Extracted records:
--- BEGIN ---
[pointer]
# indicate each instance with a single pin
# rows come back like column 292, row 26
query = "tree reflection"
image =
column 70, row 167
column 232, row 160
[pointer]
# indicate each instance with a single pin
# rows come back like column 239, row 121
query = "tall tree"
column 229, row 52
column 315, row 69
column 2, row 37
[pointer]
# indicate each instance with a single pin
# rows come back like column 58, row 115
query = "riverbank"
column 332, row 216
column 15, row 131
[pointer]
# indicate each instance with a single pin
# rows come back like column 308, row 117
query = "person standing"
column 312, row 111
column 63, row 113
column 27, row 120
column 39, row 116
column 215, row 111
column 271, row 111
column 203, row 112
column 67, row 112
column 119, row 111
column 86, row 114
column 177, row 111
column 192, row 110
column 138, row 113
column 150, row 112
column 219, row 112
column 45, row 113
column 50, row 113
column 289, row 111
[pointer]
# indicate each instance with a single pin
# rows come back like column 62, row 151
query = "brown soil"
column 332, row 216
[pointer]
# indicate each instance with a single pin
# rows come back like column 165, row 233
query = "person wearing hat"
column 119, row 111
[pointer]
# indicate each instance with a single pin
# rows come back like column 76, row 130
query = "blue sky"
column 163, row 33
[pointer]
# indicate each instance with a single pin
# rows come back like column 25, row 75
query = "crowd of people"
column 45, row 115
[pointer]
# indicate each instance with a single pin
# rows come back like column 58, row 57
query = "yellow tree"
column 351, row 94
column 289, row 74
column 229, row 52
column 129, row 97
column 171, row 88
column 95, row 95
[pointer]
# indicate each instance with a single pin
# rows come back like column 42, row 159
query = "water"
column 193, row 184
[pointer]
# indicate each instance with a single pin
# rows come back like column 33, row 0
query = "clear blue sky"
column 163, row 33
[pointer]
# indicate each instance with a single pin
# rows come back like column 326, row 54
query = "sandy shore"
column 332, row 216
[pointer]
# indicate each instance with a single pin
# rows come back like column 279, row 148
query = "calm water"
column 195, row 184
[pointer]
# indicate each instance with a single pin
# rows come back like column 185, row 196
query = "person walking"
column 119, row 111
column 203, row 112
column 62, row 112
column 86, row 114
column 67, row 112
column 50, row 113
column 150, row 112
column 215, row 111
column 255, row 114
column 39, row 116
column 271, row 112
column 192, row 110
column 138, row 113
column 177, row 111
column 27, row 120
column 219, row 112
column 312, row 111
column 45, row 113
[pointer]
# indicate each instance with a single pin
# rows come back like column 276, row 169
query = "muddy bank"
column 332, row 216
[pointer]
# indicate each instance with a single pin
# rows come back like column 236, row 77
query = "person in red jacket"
--- END ---
### What the exercise asks
Render every line of the rows above as a JSON list of strings, one string for each line, leaving out any blank lines.

### Task output
[
  "[pointer]",
  "# indicate each instance with a single pin",
  "# rows come back like column 292, row 26",
  "query = \"tree reflection\"",
  "image =",
  "column 70, row 167",
  "column 232, row 160",
  "[pointer]",
  "# indicate each instance with a single pin",
  "# rows come back like column 239, row 121",
  "query = \"tall tree\"",
  "column 229, row 52",
  "column 315, row 69",
  "column 2, row 37",
  "[pointer]",
  "# indicate each instance with a single pin",
  "# rows come back like column 58, row 115",
  "query = \"riverbank\"",
  "column 332, row 216",
  "column 15, row 131",
  "[pointer]",
  "# indicate each instance with a single pin",
  "# rows come back like column 308, row 117",
  "query = \"person standing\"",
  "column 312, row 111",
  "column 63, row 113",
  "column 27, row 120",
  "column 39, row 116",
  "column 215, row 111",
  "column 271, row 111",
  "column 203, row 112",
  "column 67, row 112",
  "column 119, row 111",
  "column 86, row 114",
  "column 177, row 111",
  "column 192, row 110",
  "column 138, row 113",
  "column 150, row 112",
  "column 219, row 112",
  "column 45, row 113",
  "column 50, row 113",
  "column 289, row 111",
  "[pointer]",
  "# indicate each instance with a single pin",
  "# rows come back like column 62, row 151",
  "query = \"brown soil\"",
  "column 332, row 216",
  "[pointer]",
  "# indicate each instance with a single pin",
  "# rows come back like column 165, row 233",
  "query = \"person wearing hat\"",
  "column 119, row 111",
  "[pointer]",
  "# indicate each instance with a single pin",
  "# rows come back like column 76, row 130",
  "query = \"blue sky\"",
  "column 163, row 33",
  "[pointer]",
  "# indicate each instance with a single pin",
  "# rows come back like column 25, row 75",
  "query = \"crowd of people\"",
  "column 45, row 115",
  "[pointer]",
  "# indicate each instance with a single pin",
  "# rows come back like column 58, row 57",
  "query = \"yellow tree\"",
  "column 351, row 94",
  "column 289, row 74",
  "column 229, row 52",
  "column 129, row 97",
  "column 171, row 88",
  "column 95, row 95",
  "[pointer]",
  "# indicate each instance with a single pin",
  "# rows come back like column 42, row 159",
  "query = \"water\"",
  "column 193, row 184",
  "[pointer]",
  "# indicate each instance with a single pin",
  "# rows come back like column 33, row 0",
  "query = \"clear blue sky\"",
  "column 163, row 33",
  "[pointer]",
  "# indicate each instance with a single pin",
  "# rows come back like column 326, row 54",
  "query = \"sandy shore\"",
  "column 332, row 216",
  "[pointer]",
  "# indicate each instance with a single pin",
  "# rows come back like column 279, row 148",
  "query = \"calm water\"",
  "column 195, row 184",
  "[pointer]",
  "# indicate each instance with a single pin",
  "# rows come back like column 185, row 196",
  "query = \"person walking\"",
  "column 119, row 111",
  "column 203, row 112",
  "column 62, row 112",
  "column 86, row 114",
  "column 67, row 112",
  "column 50, row 113",
  "column 150, row 112",
  "column 215, row 111",
  "column 255, row 114",
  "column 39, row 116",
  "column 271, row 112",
  "column 192, row 110",
  "column 138, row 113",
  "column 177, row 111",
  "column 27, row 120",
  "column 219, row 112",
  "column 312, row 111",
  "column 45, row 113",
  "[pointer]",
  "# indicate each instance with a single pin",
  "# rows come back like column 276, row 169",
  "query = \"muddy bank\"",
  "column 332, row 216",
  "[pointer]",
  "# indicate each instance with a single pin",
  "# rows come back like column 236, row 77",
  "query = \"person in red jacket\""
]